----- DATA SECTION

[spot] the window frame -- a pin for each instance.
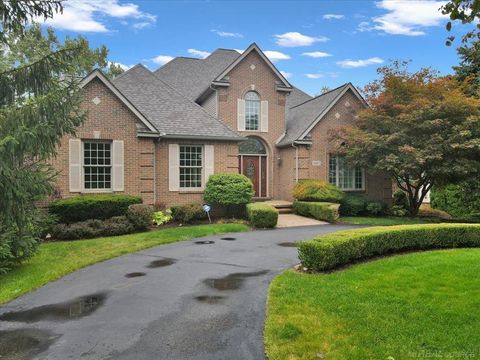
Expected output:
(337, 174)
(202, 168)
(83, 166)
(259, 104)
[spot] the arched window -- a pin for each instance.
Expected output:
(252, 146)
(252, 110)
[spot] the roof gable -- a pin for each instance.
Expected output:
(97, 74)
(303, 117)
(253, 47)
(171, 112)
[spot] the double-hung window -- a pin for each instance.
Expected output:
(343, 176)
(252, 111)
(97, 165)
(191, 166)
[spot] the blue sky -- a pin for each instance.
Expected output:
(315, 43)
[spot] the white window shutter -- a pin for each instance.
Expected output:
(173, 167)
(264, 116)
(241, 114)
(118, 166)
(209, 161)
(75, 165)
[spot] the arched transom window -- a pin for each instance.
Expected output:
(252, 110)
(252, 146)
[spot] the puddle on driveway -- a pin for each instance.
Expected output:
(287, 244)
(232, 281)
(229, 239)
(161, 263)
(70, 310)
(210, 299)
(23, 344)
(135, 274)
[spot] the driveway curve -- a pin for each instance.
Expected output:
(198, 299)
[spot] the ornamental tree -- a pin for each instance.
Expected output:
(420, 128)
(39, 103)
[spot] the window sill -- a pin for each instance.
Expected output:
(100, 191)
(191, 191)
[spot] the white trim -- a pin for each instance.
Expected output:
(99, 75)
(324, 112)
(262, 55)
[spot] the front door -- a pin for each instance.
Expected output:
(255, 168)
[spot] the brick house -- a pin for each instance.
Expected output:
(161, 134)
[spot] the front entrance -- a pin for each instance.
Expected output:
(253, 164)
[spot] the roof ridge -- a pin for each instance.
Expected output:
(128, 70)
(194, 103)
(318, 96)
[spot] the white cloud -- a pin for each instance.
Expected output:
(333, 16)
(198, 53)
(293, 39)
(123, 66)
(408, 18)
(276, 55)
(348, 63)
(314, 76)
(317, 54)
(141, 25)
(88, 15)
(227, 34)
(162, 59)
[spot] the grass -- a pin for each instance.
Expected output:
(57, 259)
(420, 305)
(386, 220)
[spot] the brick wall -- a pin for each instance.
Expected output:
(377, 185)
(226, 160)
(111, 120)
(254, 74)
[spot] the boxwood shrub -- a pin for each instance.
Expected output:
(337, 249)
(80, 208)
(228, 189)
(353, 205)
(262, 215)
(188, 214)
(318, 210)
(317, 190)
(117, 225)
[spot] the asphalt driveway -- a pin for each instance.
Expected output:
(186, 300)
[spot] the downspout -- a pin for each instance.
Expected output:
(296, 162)
(155, 172)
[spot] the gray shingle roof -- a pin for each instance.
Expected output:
(168, 110)
(302, 115)
(191, 76)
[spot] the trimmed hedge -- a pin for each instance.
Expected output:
(188, 214)
(317, 190)
(140, 215)
(262, 215)
(85, 207)
(334, 250)
(118, 225)
(228, 189)
(318, 210)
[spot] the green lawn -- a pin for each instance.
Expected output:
(57, 259)
(420, 305)
(386, 220)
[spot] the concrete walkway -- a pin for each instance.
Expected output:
(293, 220)
(199, 299)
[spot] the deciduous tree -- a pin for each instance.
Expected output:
(420, 128)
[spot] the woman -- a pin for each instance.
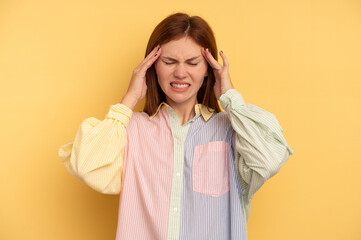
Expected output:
(184, 170)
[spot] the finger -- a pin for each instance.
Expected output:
(224, 59)
(150, 56)
(210, 59)
(147, 64)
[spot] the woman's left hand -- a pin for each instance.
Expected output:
(223, 80)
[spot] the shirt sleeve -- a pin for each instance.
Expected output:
(97, 153)
(260, 147)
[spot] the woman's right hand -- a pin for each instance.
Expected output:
(137, 86)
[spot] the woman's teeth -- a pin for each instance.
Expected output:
(179, 85)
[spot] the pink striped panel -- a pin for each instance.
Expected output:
(147, 178)
(210, 168)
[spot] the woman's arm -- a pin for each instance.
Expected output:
(260, 147)
(97, 153)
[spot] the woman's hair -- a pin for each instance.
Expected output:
(171, 28)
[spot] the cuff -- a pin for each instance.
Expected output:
(120, 112)
(231, 100)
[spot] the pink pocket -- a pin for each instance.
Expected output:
(210, 169)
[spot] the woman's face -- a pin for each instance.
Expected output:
(181, 69)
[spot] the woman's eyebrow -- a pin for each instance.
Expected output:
(175, 60)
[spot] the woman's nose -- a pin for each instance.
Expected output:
(180, 71)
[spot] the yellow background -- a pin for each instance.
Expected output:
(64, 61)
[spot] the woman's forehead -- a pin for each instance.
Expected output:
(184, 47)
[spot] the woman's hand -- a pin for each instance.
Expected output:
(223, 80)
(137, 86)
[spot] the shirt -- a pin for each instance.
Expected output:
(191, 181)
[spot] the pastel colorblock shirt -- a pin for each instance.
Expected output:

----------

TASK INSTRUCTIONS | Copy out all the records again, substituting "one point per instance" for every "a pin for each instance" and keeping everything else the same. Leave the pictures out.

THE SOLUTION |
[spot] the window frame -- one point per instance.
Expected output:
(337, 174)
(202, 168)
(83, 166)
(259, 104)
[spot] the arched window -- one point per instance.
Expected output:
(252, 146)
(252, 110)
[spot] the roof gable -- one point per instance.
Expected output:
(97, 74)
(303, 117)
(253, 47)
(171, 112)
[spot] the double-hung window -- one point per instance.
Expected output:
(343, 176)
(252, 111)
(97, 165)
(191, 166)
[spot] the blue sky -- one point per instance.
Expected output:
(315, 43)
[spot] the white window shutter -- one point per instance.
Expected output:
(173, 167)
(264, 116)
(241, 114)
(118, 166)
(209, 161)
(75, 165)
[spot] the arched transom window -- one point per instance.
Expected output:
(252, 110)
(252, 146)
[spot] the puddle on driveway -- one point per instance.
Expected output:
(287, 244)
(232, 281)
(229, 239)
(161, 263)
(70, 310)
(210, 299)
(23, 344)
(135, 274)
[spot] the driveway curve -- one point per instance.
Expected output:
(198, 299)
[spot] the ornamental tree -- one point per instance.
Expected output:
(420, 128)
(39, 103)
[spot] the window sill -- one point per instance.
Expected output:
(100, 191)
(191, 191)
[spot] the white trim -- one point per instance.
Expected output:
(99, 75)
(324, 112)
(262, 55)
[spot] the front door -- one point per instance.
Expected output:
(255, 168)
[spot] the brick house -- one point per instance.
Expected output:
(161, 134)
[spot] the front entrance -- one point per instance.
Expected output:
(253, 164)
[spot] the roof ridge -- one point per instance.
Expected output:
(128, 70)
(194, 103)
(318, 96)
[spot] the white cloud -- one point per instance.
Expected output:
(333, 16)
(198, 53)
(293, 39)
(123, 66)
(408, 18)
(276, 55)
(348, 63)
(314, 76)
(317, 54)
(141, 25)
(88, 15)
(227, 34)
(162, 59)
[spot] the grass -- one point per instance.
Expected output:
(57, 259)
(420, 305)
(386, 220)
[spot] the brick wall -- one point per instance.
Expected output:
(377, 185)
(226, 160)
(111, 120)
(254, 74)
[spot] the boxwood shrub -- one point per instance.
Expected output:
(337, 249)
(80, 208)
(228, 189)
(353, 205)
(262, 215)
(188, 214)
(318, 210)
(317, 190)
(117, 225)
[spot] the asphalt driveway -- one point per instance.
Expected output:
(186, 300)
[spot] the downspout -- one point per instance.
Expected output:
(296, 162)
(155, 172)
[spot] the gray shingle roof -- one point per instance.
Expected output:
(168, 110)
(302, 115)
(191, 76)
[spot] the trimmed hedge -- one point per instance.
Expected output:
(188, 214)
(317, 190)
(140, 215)
(262, 215)
(85, 207)
(334, 250)
(118, 225)
(228, 189)
(318, 210)
[spot] the green lawn -- one point per instance.
Expected output:
(57, 259)
(420, 305)
(386, 220)
[spot] the concrete walkway -- one point per instance.
Expected output:
(293, 220)
(199, 299)
[spot] the deciduous tree -- one point per instance.
Expected output:
(420, 128)
[spot] the woman -- one point per instance.
Expected output:
(184, 170)
[spot] the finger -- one point per instance.
Expected output:
(224, 59)
(150, 56)
(210, 59)
(147, 64)
[spot] the woman's left hand -- one point per instance.
Expected output:
(223, 80)
[spot] the shirt sleeve -- one point per instance.
Expected output:
(97, 153)
(260, 147)
[spot] the woman's right hand -- one point per instance.
Expected output:
(137, 86)
[spot] the woman's teeth -- one point per instance.
Expected output:
(179, 85)
[spot] the pink striped panel -- one point per instance.
Expected output:
(147, 178)
(210, 168)
[spot] the woman's arm -- one point per instance.
Expected output:
(260, 147)
(97, 153)
[spot] the woman's hair -- one point per instance.
Expected output:
(171, 28)
[spot] the cuff -- one point per instance.
Expected output:
(120, 112)
(231, 100)
[spot] the pink pocket -- one point per instance.
Expected output:
(210, 169)
[spot] the woman's face -- one point per instance.
Expected output:
(181, 69)
[spot] the woman's eyebrow -- one point per instance.
Expected output:
(175, 60)
[spot] the woman's nose -- one point per instance.
Expected output:
(180, 71)
[spot] the yellow background -- one point per instance.
Expected output:
(64, 61)
[spot] the woman's forehead -- one point per instance.
Expected output:
(184, 47)
[spot] the woman's hand -- one point per instance.
Expected output:
(223, 80)
(137, 86)
[spot] the shirt -- one point per instance.
Expected output:
(191, 181)
[spot] the pastel colorblock shirt -- one point per instance.
Expected output:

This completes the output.